> _The problem_
Print the part of the dismissal-motion passage word for word, starting at the words "Defendant's second argument" and ending after the words "section 11 (b).".

Defendant, by this motion, makes two arguments for dismissal. First, Defendant argues that the first document with which it was served was the claim on May 5, 2015. Since the substance of the claim involves Claimant's allegations of improper medical care - failure to permit a necessary surgery to be done on his right knee in a timely manner - a notice of intention or claim had to be served, or filed and served within 90 days of the date of accrual (see Court of Claims Act 10 [3], [3-b]). The only dates set forth in the claim are the date Claimant was sent to Riverview Correctional Facility, October 2011, the date Claimant was transferred out of Riverview Correctional Facility, May 2013, and the date that Claimant had the surgery on his knee on December 24, 2014, when he was housed at Bare Hill Correctional Facility. Using any of those dates, Defendant argues, the claim served on the Attorney General on May 5, 2015 is untimely.

Defendant's second argument is that the claim fails to state an actual date of accrual and fails to set forth any particularization of the State's alleged wrongdoing. The lack of specificity, Defendant argues, establishes a failure to comply with Court of Claims Act section 11 (b).

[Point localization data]
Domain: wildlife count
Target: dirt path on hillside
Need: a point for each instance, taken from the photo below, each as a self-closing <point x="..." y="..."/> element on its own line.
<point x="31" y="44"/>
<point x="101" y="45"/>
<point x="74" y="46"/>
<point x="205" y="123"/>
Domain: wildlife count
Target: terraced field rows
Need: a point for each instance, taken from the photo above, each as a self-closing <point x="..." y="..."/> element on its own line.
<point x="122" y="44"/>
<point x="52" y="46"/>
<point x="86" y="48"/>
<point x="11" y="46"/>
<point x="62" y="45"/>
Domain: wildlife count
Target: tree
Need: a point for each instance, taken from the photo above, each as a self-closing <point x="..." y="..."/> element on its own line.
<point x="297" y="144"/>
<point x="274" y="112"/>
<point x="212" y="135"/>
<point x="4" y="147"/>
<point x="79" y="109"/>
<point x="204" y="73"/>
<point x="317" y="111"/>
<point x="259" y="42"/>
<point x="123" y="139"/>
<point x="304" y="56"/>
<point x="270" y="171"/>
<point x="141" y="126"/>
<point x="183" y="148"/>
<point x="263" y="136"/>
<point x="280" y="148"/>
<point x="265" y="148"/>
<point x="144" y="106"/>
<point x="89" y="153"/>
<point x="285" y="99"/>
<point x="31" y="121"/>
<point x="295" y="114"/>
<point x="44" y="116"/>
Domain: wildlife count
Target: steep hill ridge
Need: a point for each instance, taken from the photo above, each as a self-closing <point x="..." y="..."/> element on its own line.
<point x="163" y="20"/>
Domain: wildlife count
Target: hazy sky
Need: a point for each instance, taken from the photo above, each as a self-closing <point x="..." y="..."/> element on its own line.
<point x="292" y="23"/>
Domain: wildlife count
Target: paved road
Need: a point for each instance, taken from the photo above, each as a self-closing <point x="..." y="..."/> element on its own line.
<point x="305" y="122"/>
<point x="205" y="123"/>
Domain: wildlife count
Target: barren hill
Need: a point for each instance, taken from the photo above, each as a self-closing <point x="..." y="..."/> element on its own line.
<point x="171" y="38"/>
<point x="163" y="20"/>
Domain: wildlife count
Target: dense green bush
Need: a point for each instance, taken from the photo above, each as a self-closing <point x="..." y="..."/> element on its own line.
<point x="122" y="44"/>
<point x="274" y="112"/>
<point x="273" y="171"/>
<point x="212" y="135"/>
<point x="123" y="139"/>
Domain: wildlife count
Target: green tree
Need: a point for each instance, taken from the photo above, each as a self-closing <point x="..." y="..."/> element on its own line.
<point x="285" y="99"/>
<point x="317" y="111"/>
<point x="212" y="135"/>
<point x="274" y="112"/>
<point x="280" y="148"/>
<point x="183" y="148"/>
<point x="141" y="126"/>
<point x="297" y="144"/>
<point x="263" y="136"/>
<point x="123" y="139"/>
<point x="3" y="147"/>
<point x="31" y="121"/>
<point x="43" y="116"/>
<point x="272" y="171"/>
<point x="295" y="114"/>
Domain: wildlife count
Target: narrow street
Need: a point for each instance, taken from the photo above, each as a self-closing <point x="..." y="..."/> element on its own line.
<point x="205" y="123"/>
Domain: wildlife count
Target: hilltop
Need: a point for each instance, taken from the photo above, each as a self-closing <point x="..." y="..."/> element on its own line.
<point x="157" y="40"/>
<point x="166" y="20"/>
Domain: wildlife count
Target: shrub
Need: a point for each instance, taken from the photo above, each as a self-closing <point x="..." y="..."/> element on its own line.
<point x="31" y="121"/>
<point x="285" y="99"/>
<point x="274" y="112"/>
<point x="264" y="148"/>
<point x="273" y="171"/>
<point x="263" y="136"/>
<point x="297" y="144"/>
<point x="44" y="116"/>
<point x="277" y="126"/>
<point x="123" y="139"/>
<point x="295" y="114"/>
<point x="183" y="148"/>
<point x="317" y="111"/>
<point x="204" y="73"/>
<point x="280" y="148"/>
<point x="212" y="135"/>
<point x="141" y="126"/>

> _Problem solution_
Defendant's second argument is that the claim fails to state an actual date of accrual and fails to set forth any particularization of the State's alleged wrongdoing. The lack of specificity, Defendant argues, establishes a failure to comply with Court of Claims Act section 11 (b).